▸ **Objectives**:
a - Which usernames posted in the Amtrak trip-planning thread below? List each one once.
b - Could you print the stretch of the Amtrak trip-planning thread from "## Txbomr (Jan" through "to approach this?"?

▸ **Text extract**:
------------------------------------------------

# Complex trip planning guidance



## Txbomr (Jan 28, 2017)

I've done a couple Amtrak trips, but now I want to do a "bucket list" trip, Dallas (home), Chicago, Portland, LA. Dallas with a couple of days at each city. I'll be staying with family/friends so I don't need hotels or rental cars. But I do need some help. The Amtrak site is pretty bad for planning, their recommendation is just to keep trying multiple itineraries on different days. Getting a roomette/sleeper seems to rule out Railpass or any discount programs. Most of the non-Amtrak web sites are geared towards the first time traveler or those wanting vacation packages. Am I stuck with brute force and ignorance or can anyone recommend the best way to approach this?


----------



## Bob Dylan (Jan 28, 2017)

You CAN Upgrade to a Sleeper when you use a RailPass as your Rail Fare!( you buy the Rail Pass and make your Sleeper Reservations in advance at the same time if this is Cheaper than paying the current Rail Fare in Coach for each leg of your trip).

Use amsnag.net ( developed by AU Member Paul M.) to check out Rail Fares and Upgrade Prices to Sleepers for up to 30 Days at a time and up to 11 Months in Advance.

This way you can compare what a RailPass would cost you per Leg of your trip compared to paying the available Low Coach Rail Fare for that Leg when you book a Sleeper

If you are flexible in the days you travel, you often can save Hundreds of Dollars using amsnag.net!

Hope this is clear???


----------



## KmH (Jan 28, 2017)

Hopefully you're aware the train from LA to Dallas only runs 3 days a week - SuWeFr - between LA and San Antonio.


----------



## Lonestar648 (Jan 28, 2017)

Since the SL run just three days the sleepers sell out quickly and are pricey because of the demand. The sleeper is switched from the TE/SL at night. I watch the fares since they go up and down based on how much is sold and how many days/months away from departure. Continuation can save too. We were going to stop in LA from Austin, but found we saved a bundle skipping it and going straight to Seattle, then skipping Chicago for WAS, but got a deal and hit Chicago on the return. Use the site above but come back regularly to check the fares. If nothing sells for 30 days the fares may drop, but if several people purchase then fares go up. Its just like the airlines, rental cars, and hotels. Early doesn't always get the lower fare.


----------



## timjimbob (Jan 29, 2017)

You consider a travel agent. Mine specializes in Amtrak trips


----------



## Lonestar648 (Jan 29, 2017)

Previously, I used some Travel Agents, but when they started to charge a fee, I found I could do my own reservations better than they did.


----------

------------------------------------------------

▸ **Data lines**:
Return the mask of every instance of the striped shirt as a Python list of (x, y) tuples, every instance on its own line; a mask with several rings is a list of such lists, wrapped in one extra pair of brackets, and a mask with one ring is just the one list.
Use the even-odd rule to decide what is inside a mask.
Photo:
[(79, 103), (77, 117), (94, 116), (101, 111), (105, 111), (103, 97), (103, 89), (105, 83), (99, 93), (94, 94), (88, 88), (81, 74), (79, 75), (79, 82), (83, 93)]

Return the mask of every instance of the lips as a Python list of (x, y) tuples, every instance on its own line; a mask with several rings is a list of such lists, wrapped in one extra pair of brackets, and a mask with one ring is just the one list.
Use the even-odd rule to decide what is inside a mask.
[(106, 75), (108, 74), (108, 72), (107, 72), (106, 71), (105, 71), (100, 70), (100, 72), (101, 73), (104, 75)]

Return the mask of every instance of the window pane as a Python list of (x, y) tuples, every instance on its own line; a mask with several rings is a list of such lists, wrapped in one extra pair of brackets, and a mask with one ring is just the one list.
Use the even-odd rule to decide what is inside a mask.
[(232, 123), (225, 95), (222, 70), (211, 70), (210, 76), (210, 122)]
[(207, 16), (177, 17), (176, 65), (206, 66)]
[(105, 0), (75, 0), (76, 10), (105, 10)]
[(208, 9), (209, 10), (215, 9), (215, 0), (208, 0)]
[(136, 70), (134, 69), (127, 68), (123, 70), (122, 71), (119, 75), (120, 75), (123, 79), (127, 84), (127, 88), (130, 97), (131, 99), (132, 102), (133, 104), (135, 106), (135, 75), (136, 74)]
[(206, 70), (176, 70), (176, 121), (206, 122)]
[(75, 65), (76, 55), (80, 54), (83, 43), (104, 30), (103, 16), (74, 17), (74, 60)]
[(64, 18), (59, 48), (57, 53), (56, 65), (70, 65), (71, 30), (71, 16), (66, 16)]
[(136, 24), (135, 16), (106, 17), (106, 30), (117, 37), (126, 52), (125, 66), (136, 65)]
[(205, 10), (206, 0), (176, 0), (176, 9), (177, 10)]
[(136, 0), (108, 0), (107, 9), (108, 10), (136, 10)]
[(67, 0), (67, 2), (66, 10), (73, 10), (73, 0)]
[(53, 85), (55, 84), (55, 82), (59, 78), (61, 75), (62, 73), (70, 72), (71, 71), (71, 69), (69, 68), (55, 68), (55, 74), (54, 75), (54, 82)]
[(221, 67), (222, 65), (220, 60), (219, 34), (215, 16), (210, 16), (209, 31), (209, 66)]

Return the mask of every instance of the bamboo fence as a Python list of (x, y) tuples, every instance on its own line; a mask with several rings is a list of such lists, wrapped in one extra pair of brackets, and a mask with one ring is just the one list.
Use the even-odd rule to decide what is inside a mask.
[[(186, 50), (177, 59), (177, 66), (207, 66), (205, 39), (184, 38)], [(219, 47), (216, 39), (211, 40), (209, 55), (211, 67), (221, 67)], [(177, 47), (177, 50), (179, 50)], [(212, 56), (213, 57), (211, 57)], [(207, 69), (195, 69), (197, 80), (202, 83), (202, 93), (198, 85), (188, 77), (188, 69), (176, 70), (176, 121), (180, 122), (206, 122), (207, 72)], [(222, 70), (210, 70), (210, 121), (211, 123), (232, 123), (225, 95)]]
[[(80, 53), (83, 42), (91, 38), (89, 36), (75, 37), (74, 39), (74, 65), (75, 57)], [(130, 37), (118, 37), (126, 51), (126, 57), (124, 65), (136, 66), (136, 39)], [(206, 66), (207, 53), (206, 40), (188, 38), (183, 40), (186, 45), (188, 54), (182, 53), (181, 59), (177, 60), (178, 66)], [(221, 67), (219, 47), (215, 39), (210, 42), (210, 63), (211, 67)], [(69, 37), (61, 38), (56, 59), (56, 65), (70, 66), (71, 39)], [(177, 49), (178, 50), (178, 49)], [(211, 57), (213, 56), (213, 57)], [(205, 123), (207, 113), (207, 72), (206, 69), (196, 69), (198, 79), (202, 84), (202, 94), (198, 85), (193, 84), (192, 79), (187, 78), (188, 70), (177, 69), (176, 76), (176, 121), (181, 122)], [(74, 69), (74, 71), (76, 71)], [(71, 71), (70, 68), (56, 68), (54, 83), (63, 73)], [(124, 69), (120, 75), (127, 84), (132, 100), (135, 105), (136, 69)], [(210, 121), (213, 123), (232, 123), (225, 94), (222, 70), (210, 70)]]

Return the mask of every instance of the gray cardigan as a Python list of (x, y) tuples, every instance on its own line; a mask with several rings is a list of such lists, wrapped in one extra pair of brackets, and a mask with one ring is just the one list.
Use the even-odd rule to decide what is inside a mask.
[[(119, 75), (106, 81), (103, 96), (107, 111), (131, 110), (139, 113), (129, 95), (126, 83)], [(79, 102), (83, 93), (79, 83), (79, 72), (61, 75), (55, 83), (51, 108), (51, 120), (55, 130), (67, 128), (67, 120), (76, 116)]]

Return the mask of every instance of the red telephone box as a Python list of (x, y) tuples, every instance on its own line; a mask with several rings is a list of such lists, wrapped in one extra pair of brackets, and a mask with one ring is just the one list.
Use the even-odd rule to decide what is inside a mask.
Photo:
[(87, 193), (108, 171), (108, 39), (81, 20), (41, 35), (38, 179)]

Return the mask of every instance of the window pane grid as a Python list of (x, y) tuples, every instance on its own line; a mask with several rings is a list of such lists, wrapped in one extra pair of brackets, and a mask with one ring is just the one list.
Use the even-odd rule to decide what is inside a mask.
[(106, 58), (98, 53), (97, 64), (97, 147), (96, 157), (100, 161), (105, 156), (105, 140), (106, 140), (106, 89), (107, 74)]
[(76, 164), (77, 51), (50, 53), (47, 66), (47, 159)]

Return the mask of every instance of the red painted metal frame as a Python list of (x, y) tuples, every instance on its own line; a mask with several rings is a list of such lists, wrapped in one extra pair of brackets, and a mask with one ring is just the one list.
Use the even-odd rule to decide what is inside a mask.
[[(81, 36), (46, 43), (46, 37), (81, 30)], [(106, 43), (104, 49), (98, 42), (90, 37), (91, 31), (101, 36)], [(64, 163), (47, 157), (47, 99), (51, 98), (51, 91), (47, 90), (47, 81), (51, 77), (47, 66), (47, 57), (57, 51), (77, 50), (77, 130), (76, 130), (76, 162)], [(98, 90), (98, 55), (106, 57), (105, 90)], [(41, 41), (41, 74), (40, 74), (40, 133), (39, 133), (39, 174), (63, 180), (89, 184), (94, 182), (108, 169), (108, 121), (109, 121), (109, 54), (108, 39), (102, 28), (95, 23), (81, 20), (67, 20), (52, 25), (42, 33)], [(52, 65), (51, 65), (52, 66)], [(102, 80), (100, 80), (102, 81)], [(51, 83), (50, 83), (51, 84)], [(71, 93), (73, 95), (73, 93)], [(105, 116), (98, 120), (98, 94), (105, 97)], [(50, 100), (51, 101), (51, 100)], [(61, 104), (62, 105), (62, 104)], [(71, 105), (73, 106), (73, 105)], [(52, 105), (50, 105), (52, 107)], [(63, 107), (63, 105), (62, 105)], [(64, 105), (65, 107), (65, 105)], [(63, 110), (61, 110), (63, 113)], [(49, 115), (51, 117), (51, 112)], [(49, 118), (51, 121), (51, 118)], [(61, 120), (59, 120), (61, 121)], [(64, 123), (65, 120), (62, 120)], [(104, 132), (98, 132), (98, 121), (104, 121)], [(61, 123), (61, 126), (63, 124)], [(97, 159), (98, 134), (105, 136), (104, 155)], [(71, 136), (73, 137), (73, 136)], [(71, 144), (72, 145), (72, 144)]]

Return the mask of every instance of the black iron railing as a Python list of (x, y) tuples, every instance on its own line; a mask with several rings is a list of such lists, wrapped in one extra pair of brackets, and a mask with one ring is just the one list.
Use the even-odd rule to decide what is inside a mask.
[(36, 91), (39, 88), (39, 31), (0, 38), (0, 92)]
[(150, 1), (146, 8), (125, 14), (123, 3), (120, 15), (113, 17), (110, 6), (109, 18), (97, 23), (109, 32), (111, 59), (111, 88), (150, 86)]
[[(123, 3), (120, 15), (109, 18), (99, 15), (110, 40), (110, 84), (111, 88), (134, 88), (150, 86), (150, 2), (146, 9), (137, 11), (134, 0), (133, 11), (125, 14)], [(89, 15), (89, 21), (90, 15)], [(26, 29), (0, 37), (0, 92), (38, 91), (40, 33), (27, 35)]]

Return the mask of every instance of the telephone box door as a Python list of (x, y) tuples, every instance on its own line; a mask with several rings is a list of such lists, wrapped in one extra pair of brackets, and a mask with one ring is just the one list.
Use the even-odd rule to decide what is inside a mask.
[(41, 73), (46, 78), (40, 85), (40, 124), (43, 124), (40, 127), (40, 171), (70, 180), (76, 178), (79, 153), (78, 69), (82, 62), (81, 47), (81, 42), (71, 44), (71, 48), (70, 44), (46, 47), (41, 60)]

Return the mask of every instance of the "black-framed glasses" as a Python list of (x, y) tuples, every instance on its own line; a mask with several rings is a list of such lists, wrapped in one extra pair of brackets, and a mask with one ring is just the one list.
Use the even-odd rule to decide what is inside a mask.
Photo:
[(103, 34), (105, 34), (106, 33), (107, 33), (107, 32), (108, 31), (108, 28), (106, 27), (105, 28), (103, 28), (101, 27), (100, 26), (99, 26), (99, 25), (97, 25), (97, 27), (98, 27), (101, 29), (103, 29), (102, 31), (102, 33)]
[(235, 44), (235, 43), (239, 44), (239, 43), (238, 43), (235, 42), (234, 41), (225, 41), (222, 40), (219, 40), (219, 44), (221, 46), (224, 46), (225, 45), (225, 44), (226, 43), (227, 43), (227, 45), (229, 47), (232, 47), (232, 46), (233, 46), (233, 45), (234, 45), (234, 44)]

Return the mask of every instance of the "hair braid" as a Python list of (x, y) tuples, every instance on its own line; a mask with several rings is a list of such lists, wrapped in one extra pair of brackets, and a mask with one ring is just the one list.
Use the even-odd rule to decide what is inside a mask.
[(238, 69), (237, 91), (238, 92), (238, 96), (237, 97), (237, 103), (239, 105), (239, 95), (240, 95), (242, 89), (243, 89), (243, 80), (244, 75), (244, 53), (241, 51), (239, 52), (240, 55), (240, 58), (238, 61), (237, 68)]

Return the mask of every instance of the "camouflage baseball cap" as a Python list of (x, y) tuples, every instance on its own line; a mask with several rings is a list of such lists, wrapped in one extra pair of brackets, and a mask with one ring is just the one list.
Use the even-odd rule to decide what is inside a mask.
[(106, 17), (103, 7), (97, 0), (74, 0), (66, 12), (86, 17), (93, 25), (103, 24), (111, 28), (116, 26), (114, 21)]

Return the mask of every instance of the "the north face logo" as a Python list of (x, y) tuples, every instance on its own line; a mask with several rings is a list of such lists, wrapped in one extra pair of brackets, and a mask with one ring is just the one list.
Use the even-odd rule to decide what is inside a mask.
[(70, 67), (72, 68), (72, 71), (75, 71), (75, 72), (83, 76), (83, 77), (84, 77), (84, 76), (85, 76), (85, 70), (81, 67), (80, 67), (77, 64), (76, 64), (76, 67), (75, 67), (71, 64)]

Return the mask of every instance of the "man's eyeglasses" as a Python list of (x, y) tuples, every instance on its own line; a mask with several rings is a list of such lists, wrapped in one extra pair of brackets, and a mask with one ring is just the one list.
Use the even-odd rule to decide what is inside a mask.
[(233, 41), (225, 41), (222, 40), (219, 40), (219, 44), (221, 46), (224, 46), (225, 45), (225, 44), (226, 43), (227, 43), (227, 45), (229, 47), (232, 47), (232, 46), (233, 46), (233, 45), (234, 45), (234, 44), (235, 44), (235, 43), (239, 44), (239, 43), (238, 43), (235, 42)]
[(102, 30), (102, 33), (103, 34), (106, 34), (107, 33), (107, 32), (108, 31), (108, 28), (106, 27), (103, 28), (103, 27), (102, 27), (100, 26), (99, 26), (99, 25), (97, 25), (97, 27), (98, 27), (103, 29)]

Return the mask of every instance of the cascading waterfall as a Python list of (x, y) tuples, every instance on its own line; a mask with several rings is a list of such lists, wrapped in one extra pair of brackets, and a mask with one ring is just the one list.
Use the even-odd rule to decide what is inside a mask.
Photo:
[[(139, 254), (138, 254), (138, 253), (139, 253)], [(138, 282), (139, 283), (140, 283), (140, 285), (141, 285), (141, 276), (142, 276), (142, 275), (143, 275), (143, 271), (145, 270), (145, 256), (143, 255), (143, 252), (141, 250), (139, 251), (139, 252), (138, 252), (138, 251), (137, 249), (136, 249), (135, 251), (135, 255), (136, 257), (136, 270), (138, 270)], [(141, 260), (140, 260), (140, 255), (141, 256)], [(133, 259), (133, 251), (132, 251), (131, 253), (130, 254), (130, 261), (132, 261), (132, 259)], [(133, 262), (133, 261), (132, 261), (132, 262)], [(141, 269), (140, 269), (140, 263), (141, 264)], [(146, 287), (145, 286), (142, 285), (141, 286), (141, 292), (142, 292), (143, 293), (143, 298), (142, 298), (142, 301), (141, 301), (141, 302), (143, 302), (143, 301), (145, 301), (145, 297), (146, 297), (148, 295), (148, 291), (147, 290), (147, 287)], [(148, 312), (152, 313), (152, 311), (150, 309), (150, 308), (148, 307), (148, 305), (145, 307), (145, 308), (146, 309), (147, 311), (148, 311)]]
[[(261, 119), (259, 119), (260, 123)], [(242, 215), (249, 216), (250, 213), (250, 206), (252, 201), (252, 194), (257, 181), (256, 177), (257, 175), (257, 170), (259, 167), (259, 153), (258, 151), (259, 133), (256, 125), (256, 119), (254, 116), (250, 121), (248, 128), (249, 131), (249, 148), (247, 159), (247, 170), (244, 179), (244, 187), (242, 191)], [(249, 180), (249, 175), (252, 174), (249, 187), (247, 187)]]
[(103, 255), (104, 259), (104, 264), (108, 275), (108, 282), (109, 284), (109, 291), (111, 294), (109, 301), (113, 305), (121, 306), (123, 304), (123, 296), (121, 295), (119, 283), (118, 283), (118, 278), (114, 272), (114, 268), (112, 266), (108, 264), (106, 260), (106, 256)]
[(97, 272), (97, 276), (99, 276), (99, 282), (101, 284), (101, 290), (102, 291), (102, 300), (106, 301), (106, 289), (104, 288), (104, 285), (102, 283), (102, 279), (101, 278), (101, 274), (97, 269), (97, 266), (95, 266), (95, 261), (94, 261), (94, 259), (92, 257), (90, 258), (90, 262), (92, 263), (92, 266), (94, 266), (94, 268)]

------------------------------------------------

▸ **Results by task**:
a -
Txbomr
Bob Dylan
KmH
Lonestar648
timjimbob

b -
## Txbomr (Jan 28, 2017)

I've done a couple Amtrak trips, but now I want to do a "bucket list" trip, Dallas (home), Chicago, Portland, LA. Dallas with a couple of days at each city. I'll be staying with family/friends so I don't need hotels or rental cars. But I do need some help. The Amtrak site is pretty bad for planning, their recommendation is just to keep trying multiple itineraries on different days. Getting a roomette/sleeper seems to rule out Railpass or any discount programs. Most of the non-Amtrak web sites are geared towards the first time traveler or those wanting vacation packages. Am I stuck with brute force and ignorance or can anyone recommend the best way to approach this?